▸ PROBLEM DETAILS:
Quote each record exactly, please, leaving none out.

▸ LISTED RECORDS:
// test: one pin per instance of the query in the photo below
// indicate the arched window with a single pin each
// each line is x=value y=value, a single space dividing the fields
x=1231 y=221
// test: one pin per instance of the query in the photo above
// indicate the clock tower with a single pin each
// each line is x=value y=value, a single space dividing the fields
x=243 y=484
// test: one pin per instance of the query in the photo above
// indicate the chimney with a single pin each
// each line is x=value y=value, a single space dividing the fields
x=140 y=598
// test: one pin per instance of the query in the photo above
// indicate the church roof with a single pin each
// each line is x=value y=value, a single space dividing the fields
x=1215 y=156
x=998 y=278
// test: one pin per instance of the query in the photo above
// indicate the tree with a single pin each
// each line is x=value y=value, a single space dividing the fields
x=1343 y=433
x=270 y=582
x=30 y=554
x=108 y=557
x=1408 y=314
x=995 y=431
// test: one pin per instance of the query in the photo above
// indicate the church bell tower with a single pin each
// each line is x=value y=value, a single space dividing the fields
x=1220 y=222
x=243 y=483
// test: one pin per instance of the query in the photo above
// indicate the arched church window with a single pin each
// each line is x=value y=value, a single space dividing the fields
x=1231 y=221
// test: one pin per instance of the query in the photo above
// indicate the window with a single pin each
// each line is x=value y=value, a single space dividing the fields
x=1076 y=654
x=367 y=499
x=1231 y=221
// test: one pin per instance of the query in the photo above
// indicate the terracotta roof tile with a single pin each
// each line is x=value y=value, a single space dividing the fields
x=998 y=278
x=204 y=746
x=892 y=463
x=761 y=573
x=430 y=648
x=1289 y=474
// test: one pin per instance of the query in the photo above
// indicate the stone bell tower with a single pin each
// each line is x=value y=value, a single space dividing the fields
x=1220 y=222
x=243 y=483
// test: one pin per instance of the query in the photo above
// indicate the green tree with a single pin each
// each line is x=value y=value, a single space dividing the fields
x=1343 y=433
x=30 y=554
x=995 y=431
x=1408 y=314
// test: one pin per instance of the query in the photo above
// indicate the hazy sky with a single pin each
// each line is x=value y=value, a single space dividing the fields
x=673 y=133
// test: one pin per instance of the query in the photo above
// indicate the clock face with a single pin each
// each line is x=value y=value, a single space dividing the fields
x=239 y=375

▸ SOLUTION FOR THIS TASK:
// test: one pin per instance of the query in the photo below
// indicate the arched window with a single pin each
// each line is x=value y=value, a single space dividing the fields
x=1231 y=221
// test: one pin per instance of the query in the photo above
// indicate the clock tower with a single pin each
// each line is x=value y=value, a single space dividing the fields
x=243 y=484
// test: one pin per instance of the query in the photo above
// indicate the chimney with a single pin each
// each line is x=value y=value, a single space dividing the fields
x=140 y=598
// test: one pin per instance of the query in the photo above
// indicate the church roof with a single pin each
// each line is x=value y=value, a single space dividing the fields
x=1215 y=156
x=998 y=278
// test: one pin per instance of the query in the photo above
// indicate the tree with a single pin each
// each line is x=value y=value, a single space dividing the fields
x=1343 y=433
x=270 y=582
x=30 y=554
x=108 y=557
x=1408 y=314
x=995 y=431
// test: one pin per instance of the query in the photo above
// indicate the church bell tower with a single pin each
// each line is x=value y=value, a single space dividing the fields
x=1220 y=222
x=243 y=483
// test: one pin per instance of the query in the photo above
// indicate the arched church window with a single pin each
// each line is x=value y=value, a single space dividing the fields
x=1231 y=221
// test: one pin per instance of the query in the photo above
// indicate the window with a single pin each
// each line is x=value y=value, a single space dividing the fields
x=1076 y=654
x=367 y=499
x=1231 y=221
// test: one pin per instance of the query in the photo above
// indicate the terracotta roof tile with a single pin each
// each line is x=value y=value, a single space dividing the fields
x=998 y=278
x=204 y=746
x=892 y=463
x=761 y=573
x=430 y=648
x=1289 y=474
// test: one pin per instance of the query in the photo above
// indicate the stone bell tower with a single pin each
// each line is x=value y=value, a single space dividing the fields
x=1220 y=222
x=243 y=483
// test: one pin per instance of the query in the photo above
// indicate the green tree with a single pin each
// each line is x=value y=value, a single space dividing the fields
x=1343 y=433
x=30 y=554
x=995 y=431
x=1408 y=314
// test: one pin per instance of the query in the photo above
// indicate the hazy sky with a single pin each
// each line is x=value y=value, a single space dividing the fields
x=673 y=133
// test: one pin per instance of the query in the photo above
// indicate the clock face with a single pin each
// each line is x=value y=value, a single space dividing the fields
x=239 y=375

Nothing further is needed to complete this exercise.